OBJECTIVE:
Copy out word for word everything in the rows below, from the line containing "of the woman" down to the line containing "Target: woman", both of those lines included.

[start INPUT FOR THIS TASK]

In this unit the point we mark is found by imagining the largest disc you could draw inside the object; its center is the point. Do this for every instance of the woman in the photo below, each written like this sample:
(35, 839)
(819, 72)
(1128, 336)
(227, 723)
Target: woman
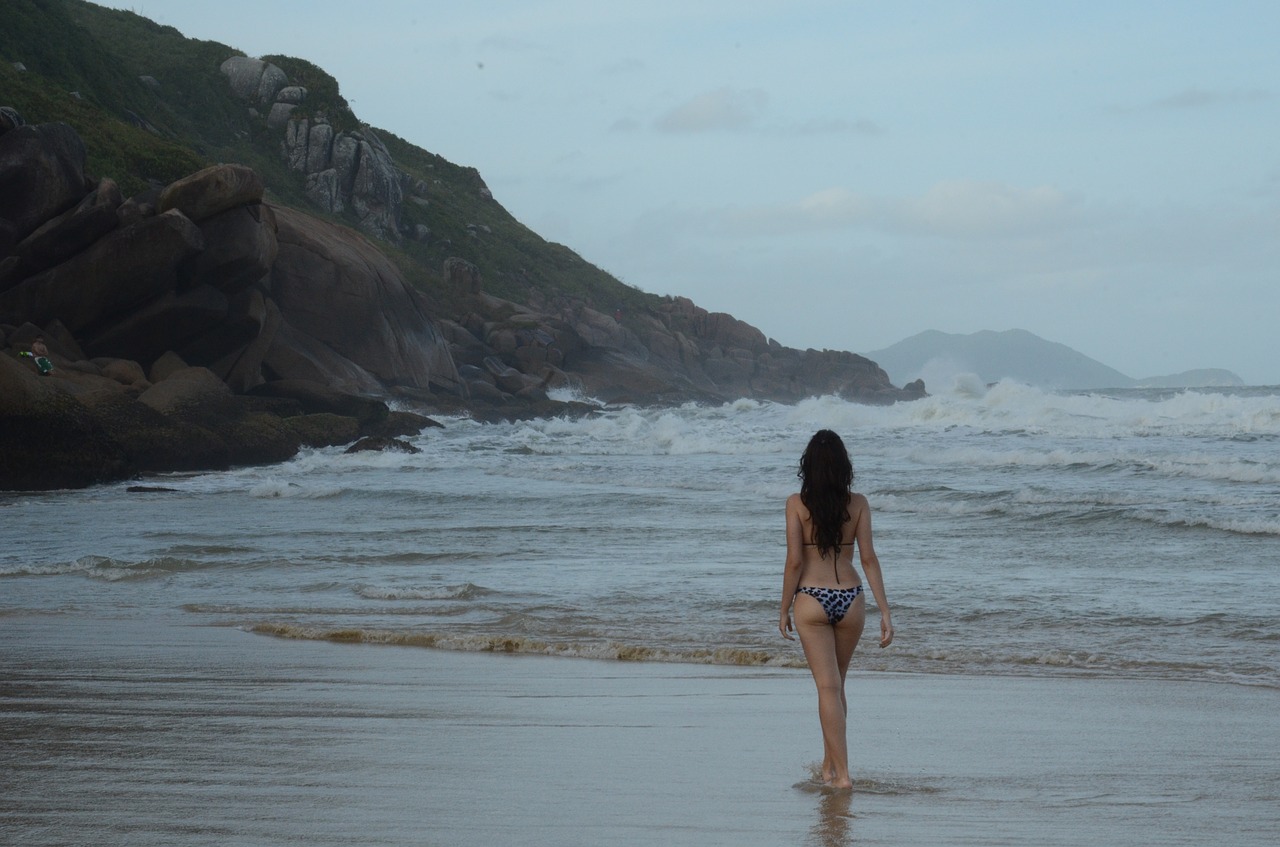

[end INPUT FOR THIS TASK]
[start INPUT FOR THIS TASK]

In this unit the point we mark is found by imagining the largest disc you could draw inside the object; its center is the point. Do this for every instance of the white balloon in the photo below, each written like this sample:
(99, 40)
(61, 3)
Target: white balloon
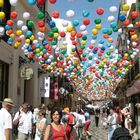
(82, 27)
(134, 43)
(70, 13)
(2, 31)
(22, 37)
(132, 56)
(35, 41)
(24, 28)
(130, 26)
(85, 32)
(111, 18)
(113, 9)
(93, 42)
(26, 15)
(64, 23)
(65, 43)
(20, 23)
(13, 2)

[end INPUT FOR THIS TASK]
[start INPUT FOR THIS TASK]

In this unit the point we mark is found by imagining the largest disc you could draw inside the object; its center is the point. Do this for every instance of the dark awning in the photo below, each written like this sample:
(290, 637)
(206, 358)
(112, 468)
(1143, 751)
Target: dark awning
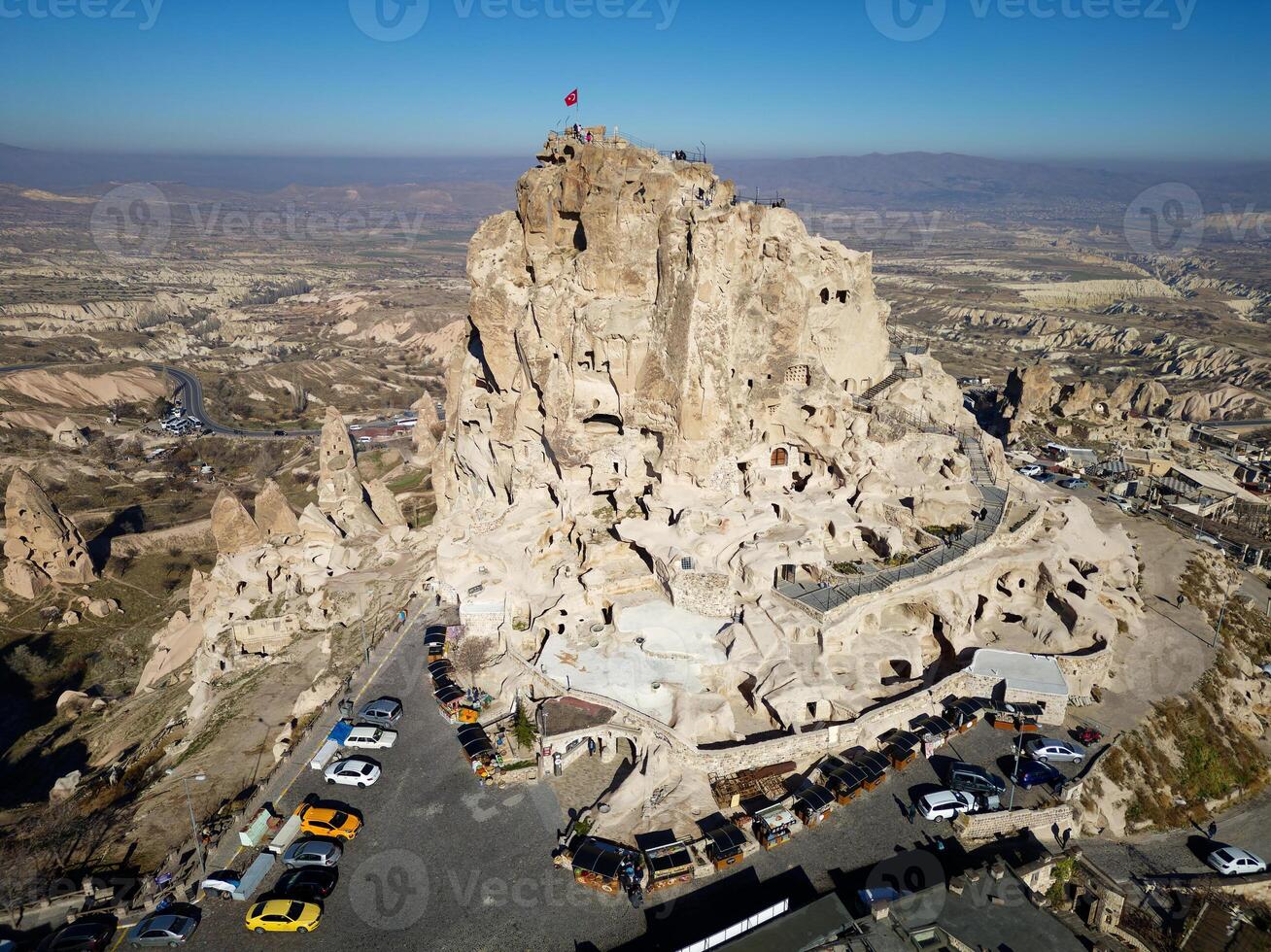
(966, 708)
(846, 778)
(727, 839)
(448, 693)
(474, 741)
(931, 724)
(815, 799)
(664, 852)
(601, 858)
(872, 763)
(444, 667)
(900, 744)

[end INPUT FOR THIS TASK]

SOLUTION TO THE EXERCISE:
In this unit the point we mark is found by imagining the largest disc you could draw inside the object; its center is the point. Do this for every instance of the woman in the photo below, each written like this sample:
(35, 839)
(819, 72)
(1128, 336)
(227, 723)
Target: woman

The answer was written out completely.